PROBLEM DETAILS:
Resume the personal essay about sharing a birthday with the youngest child, continuing from its last sentence.

PASSAGE TO READ:
We’ll always share the same birthday, right?
Yes, Little Mae. Always.
This exchange of words happens every so often but increases in frequency and intensity as the month of June approaches. While I try to forget that another number will be added to my age, my youngest child hurries the days along, eagerly anticipating adding to hers.
My eighth, and final, child was born on my birthday. She is eager to share that information with anyone who cares to know. She adds, I was my mom’s BEST birthday gift, to her version. I often add, I don’t even get my own birthday, to mine. I share that part out of earshot, mostly. She really is a sweet gift.
I tried to birth her two days before my birthday. I actually thought she was coming then. Please let her be born while I am still 36! Numbers and I have this crazy relationship, whether they appear on a scale or a calendar.
I labored and stalled and spent the night in the hospital where she would be born, an hour away from home. When it was clear that things were not moving along and that even drugs were not helping, there were choices to make. Since her due date had not yet arrived, I chose to go home and wait it out, albeit tearfully and reluctantly.
I sent my husband ahead with our hospital things, while following at a distance, calling it my walk of shame. No expectant mother wants to be sent home from the hospital without a babe in arms, belly still uncomfortably crammed full of life.
“False alarm, Sweetie?” The nurse on the elevator commented. If only she knew. I knew enough about myself to keep my mouth shut and half nod as tears welled up in my eyes. This is the story I often share with younger moms struggling through similar circumstances as their due date approaches.
I was sent home from the hospital after a night of stalled labor, with my eighth child still unborn! Babies have their own timeline. They come when they are ready.
The ride home found me tearfully angry that this baby was NEVER coming, yet grateful that she was still alive. Months earlier, her cousin who should have been born only a day or two before her, who should have been a newborn that very day, was born too soon, too small, too quiet. His mommy went home with empty arms and empty belly.
We miss him always.
When real labor grabbed me the following night, I knew this was it, and that no matter what, a baby was exiting my body somehow. The ride to the hospital was intense, the birth was intense, and the feelings were intense as the early morning hours of my birthday, June 7, became our birthday.
It took me awhile to receive this as the gift that it was and is. For a long time, sharing a birthday with my youngest was another thing in the list of confirmations that it was okay to be finished childbearing. Some of you will read that sentence and scratch your head in puzzlement. Others will totally get it .
We are all profoundly wounded souls.
Lately, my perspective has changed. I have come to see how having a little girl exactly my age at any given point in time in my life is a unique blessing. It really is a gift. In my mind, looking back at my stories, I feel so big. In them I am so old.

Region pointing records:
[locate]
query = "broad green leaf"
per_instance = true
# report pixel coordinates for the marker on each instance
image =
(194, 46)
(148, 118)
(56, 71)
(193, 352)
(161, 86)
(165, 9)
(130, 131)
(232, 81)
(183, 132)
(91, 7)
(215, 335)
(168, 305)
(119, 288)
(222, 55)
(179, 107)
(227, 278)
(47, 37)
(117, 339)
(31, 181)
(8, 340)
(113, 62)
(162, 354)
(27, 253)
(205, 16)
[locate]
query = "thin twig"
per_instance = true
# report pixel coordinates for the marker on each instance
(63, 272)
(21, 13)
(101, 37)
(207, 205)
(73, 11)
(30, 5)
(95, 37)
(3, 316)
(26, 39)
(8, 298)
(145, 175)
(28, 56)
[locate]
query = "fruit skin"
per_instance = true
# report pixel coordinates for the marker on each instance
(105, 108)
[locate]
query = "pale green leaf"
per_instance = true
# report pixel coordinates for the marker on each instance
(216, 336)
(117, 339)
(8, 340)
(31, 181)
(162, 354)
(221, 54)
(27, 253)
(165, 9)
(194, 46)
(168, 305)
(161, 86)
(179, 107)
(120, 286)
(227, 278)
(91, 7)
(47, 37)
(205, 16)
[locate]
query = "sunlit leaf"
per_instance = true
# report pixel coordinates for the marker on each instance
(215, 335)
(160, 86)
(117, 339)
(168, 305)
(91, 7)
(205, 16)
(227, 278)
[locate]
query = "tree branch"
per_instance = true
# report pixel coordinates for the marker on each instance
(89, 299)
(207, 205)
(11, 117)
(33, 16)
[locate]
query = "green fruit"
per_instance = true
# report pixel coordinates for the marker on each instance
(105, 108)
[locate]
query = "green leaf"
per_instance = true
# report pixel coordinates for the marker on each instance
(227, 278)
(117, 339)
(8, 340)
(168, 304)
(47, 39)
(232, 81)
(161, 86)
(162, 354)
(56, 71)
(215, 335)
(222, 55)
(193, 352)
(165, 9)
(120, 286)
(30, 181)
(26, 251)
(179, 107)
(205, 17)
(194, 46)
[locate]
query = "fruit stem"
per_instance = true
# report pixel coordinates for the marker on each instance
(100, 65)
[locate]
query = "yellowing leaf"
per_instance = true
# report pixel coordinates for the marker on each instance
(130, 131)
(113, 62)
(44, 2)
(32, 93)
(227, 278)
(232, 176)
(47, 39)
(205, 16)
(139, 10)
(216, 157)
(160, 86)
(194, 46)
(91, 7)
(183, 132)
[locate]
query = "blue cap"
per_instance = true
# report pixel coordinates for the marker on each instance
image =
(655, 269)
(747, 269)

--

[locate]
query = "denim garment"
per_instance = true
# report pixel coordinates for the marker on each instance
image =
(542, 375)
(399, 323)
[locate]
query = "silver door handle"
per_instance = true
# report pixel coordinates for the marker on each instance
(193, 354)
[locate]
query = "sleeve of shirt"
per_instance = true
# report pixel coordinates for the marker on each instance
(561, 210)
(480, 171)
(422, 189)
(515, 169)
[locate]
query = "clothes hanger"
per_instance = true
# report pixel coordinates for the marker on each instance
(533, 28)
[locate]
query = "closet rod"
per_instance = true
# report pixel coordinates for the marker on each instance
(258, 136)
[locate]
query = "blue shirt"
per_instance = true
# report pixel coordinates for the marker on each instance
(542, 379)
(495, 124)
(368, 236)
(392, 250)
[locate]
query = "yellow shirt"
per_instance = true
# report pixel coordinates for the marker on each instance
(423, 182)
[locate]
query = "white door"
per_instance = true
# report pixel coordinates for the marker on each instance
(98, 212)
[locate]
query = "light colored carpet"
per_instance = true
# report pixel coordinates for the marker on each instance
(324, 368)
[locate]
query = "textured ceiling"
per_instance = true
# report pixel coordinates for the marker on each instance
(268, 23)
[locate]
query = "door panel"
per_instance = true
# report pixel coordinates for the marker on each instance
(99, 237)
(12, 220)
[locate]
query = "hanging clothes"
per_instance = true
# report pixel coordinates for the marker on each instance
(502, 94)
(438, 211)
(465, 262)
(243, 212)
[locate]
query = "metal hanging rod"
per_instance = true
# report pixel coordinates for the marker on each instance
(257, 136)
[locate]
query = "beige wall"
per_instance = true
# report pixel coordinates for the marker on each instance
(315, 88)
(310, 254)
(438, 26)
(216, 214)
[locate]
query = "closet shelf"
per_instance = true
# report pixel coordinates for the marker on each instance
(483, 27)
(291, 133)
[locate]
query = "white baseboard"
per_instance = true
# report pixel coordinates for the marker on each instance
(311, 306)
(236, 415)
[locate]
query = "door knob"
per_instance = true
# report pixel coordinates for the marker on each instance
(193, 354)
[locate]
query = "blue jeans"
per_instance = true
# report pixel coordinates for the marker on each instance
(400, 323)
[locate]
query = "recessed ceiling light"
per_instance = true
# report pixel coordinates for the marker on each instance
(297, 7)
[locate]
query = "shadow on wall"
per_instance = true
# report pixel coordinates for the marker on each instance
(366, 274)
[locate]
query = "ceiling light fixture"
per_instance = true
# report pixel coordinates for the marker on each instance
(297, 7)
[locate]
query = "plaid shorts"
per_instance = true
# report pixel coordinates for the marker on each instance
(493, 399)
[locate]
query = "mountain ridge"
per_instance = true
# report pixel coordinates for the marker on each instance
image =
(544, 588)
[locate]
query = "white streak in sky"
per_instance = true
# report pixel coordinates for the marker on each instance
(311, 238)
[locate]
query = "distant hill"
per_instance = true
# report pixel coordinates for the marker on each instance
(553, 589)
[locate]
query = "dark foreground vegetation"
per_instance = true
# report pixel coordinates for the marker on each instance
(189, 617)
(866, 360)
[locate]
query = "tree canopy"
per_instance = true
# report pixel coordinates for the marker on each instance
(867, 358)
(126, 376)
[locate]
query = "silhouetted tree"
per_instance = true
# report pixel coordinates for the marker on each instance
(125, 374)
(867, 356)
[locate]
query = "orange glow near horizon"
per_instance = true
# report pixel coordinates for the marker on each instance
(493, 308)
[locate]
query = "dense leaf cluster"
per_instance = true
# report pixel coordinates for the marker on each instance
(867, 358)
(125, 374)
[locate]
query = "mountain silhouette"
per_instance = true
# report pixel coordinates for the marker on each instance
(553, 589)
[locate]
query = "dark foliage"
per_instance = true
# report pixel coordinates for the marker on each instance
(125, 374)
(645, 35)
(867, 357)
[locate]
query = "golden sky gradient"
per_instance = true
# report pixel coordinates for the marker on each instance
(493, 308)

...

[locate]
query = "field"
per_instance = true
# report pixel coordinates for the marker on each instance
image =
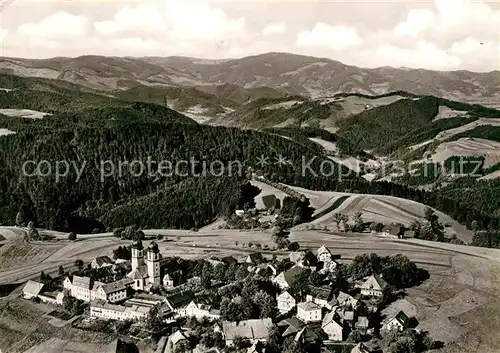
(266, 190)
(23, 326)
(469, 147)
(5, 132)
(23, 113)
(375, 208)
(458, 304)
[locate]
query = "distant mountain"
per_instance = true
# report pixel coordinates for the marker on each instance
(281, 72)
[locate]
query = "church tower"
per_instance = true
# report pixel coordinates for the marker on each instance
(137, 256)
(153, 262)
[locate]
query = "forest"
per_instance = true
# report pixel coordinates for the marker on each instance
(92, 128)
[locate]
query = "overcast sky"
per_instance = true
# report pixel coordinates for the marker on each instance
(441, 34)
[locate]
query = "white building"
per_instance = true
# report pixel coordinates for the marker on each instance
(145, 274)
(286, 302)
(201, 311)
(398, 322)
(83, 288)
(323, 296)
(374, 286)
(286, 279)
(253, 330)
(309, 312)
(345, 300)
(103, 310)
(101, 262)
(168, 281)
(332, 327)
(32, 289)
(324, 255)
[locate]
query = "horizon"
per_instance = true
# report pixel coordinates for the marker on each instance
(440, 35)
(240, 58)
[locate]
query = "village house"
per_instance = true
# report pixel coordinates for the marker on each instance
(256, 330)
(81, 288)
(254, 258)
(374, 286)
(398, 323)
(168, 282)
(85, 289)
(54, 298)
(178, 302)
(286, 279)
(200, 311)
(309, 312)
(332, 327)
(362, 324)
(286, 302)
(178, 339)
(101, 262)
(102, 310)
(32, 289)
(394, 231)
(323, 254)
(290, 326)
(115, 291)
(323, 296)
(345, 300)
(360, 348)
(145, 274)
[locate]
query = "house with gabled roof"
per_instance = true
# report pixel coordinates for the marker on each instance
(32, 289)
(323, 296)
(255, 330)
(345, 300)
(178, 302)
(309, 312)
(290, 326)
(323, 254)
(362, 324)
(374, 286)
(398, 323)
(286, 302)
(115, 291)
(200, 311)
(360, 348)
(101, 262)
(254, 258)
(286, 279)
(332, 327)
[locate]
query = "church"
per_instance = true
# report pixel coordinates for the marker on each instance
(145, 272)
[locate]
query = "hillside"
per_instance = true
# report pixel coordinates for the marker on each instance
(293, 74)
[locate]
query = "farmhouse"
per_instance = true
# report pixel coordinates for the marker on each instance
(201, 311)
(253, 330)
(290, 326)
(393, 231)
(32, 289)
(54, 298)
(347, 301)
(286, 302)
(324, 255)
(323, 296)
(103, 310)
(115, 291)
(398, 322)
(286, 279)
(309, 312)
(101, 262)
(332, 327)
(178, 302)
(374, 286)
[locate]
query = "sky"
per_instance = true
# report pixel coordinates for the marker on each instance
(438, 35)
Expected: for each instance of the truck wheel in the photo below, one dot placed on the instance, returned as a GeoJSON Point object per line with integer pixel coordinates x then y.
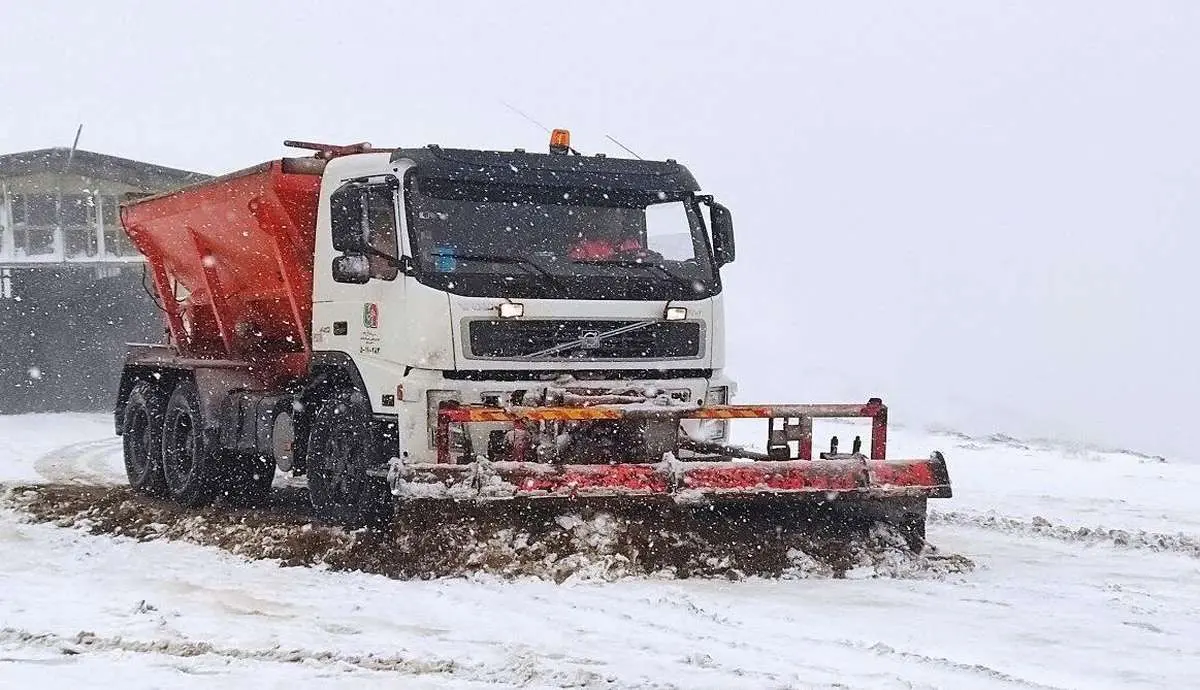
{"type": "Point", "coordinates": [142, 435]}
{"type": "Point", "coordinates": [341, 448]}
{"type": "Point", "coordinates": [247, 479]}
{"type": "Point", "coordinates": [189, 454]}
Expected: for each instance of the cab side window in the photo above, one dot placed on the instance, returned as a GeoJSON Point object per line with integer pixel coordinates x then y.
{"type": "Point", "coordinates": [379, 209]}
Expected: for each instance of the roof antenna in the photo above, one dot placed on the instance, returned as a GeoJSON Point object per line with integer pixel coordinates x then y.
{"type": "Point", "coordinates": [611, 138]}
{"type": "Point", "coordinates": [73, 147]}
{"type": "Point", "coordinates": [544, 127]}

EXERCISE ANSWER:
I wasn’t. I was small and young. Just like she is small and young. Second grade was seven, turning eight at the end. It was friendships and thoughtless comments and plenty of sass. It was reading and drawing and playing dolls. It was good grades without trying, and old-fashioned day complete with a bonnet, and wanting to be a teacher when I grew up.
Looking at my eighth child and her role in my and our family’s story, I feel grateful for the gift of her. We are different in that I am the oldest of seven children, and she is the youngest of eight. We are similar in that June 7 is our special day, and that she will walk behind me by exactly 37 years.
Some gifts need time to grow on you. Mine will always grow with me.
Julie McClay lives in Virginia’s beautiful Shenandoah Valley with her high school sweetheart (and husband of 24 years) and 5 of their 8 children. She is learning that while it can be painful to face the past honestly while living in the moment and looking towards the future, it can be healing and lead to the hope of a brighter future. She digs through these thoughts and feelings here.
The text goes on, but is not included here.